### SHORT EXERCISE 1
Rewrite the Cartier warranty thread starting with "Awesome and thank" and going on through "(Jun 29, 2015)", using "Panthere" in place of "Tank".

### SELECTED TEXT
§ §

# Cartier Warranty Extended to 8 Years



## Seaswirl (Mar 29, 2014)

A very helpful member on another forum reported that Cartier has extended its warranty from 2 years to 8 years so long as the watch is currently under warranty. I don't know if Cartier will allow this for watches well under their warranty period, but they extended the warranty for my Santos which was purchased in August 2019. Simply enter your serial number, confirm your email address and wait for all of 5 minutes for email confirmation of the new warranty. The extended warranty is transferable as well. Pretty cool!

https://www.cartier.com/en-us/services/cartier-care/extend-your-watch-warranty.html


----------



## Watchbreath (Feb 12, 2006)

Might be a start of a new war; warranty. Last I heard, Cartier still regrets its once lifetime warranty.


----------



## Hamstur (Nov 6, 2017)

Awesome and thank you for posting! 2 minutes exactly as you described and just extended my Tank warranty thru 2026!


----------



## Ducatiti (Jun 29, 2015)

Great post!!!!! Was able to extend warranties 2 Santos, and 1 Ballon to 2027!!!! Now I do not regret purchasing from the Boutique at retail. Peace of mind with an 8 year warranty  Another Cartier that was purchased back in 2015 was not extended though. I believe as long as you have an existing/unexpired warranty, Cartier will extend this.

Did Cartier formally announce this?

Now what if the Cartier was purchased from GM or Jomashop, will they extend the warranty?


----------



## drhr (Mar 14, 2011)

Ducatiti said:


> Great post!!!!! Was able to extend warranties 2 Santos, and 1 Ballon to 2027!!!! Now I do not regret purchasing from the Boutique at retail. Peace of mind with an 8 year warranty  Another Cartier that was purchased back in 2015 was not extended though. I believe as long as you have an existing/unexpired warranty, Cartier will extend this.
> 
> Did Cartier formally announce this?
> 
> Now what if the Cartier was purchased from GM or Jomashop, will they extend the warranty?


I purchased 2 Cartier watches within the past year grey, both extended yesterday . . .


----------



## dayman-v-nightman (Jun 12, 2019)

Fantastic move by Richemont, IWC have announced the same thing, very impressive. My Tudor BB died in 2.5 years and I had to kick up a big fuss for Rolex to do anything about it


----------



## PunkJr (Sep 25, 2006)

Thank you for the heads up, I've just extended my warranty by another 6 years!


----------



## Fellows (Jul 19, 2016)

This is awesome, thank you for sharing. I've been on the fence about buying the new Santos, and this just sold me.


----------



## Seaswirl (Mar 29, 2014)

Fellows said:


> This is awesome, thank you for sharing. I've been on the fence about buying the new Santos, and this just sold me.

§ §

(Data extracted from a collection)
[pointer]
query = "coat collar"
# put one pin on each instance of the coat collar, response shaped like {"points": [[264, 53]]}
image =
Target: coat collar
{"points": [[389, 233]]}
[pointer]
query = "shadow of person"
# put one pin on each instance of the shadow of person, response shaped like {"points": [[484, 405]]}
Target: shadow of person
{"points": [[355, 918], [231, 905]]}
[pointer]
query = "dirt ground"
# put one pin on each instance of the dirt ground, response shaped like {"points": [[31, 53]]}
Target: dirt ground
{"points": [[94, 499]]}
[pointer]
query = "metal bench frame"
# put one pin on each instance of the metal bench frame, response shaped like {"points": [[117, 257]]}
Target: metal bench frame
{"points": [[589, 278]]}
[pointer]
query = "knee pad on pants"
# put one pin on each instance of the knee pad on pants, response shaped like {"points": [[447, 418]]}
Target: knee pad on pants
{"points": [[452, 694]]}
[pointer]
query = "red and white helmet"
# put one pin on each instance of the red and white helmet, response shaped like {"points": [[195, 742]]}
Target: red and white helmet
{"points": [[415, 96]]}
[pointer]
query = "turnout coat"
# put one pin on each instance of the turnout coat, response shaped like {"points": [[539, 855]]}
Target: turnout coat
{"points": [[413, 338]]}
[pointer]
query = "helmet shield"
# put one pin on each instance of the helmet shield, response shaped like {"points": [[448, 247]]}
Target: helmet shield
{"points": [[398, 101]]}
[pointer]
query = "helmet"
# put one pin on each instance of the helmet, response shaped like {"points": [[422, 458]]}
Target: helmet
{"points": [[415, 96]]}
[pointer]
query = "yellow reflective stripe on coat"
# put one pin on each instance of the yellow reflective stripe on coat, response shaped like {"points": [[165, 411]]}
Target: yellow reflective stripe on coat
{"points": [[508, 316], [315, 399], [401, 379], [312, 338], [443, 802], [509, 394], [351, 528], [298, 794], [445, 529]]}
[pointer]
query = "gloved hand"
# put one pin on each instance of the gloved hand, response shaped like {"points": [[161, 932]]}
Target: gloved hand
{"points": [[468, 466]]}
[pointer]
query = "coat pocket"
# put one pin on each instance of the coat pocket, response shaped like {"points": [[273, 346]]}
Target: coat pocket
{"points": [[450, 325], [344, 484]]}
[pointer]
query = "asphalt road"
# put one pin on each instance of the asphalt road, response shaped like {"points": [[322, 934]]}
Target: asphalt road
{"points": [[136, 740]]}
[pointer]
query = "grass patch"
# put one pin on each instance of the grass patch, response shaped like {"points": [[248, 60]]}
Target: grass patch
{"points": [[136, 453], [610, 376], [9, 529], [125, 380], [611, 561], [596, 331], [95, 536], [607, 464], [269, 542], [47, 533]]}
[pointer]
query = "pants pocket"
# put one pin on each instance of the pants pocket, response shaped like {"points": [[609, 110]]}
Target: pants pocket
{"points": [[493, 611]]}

§ §

### SHORT EXERCISE 2
Copy every line of the rows above that contains the string "person".

### OUTPUT 1
Awesome and thank you for posting! 2 minutes exactly as you described and just extended my Panthere warranty thru 2026!


----------



## Ducatiti (Jun 29, 2015)

### OUTPUT 2
query = "shadow of person"
# put one pin on each instance of the shadow of person, response shaped like {"points": [[484, 405]]}
Target: shadow of person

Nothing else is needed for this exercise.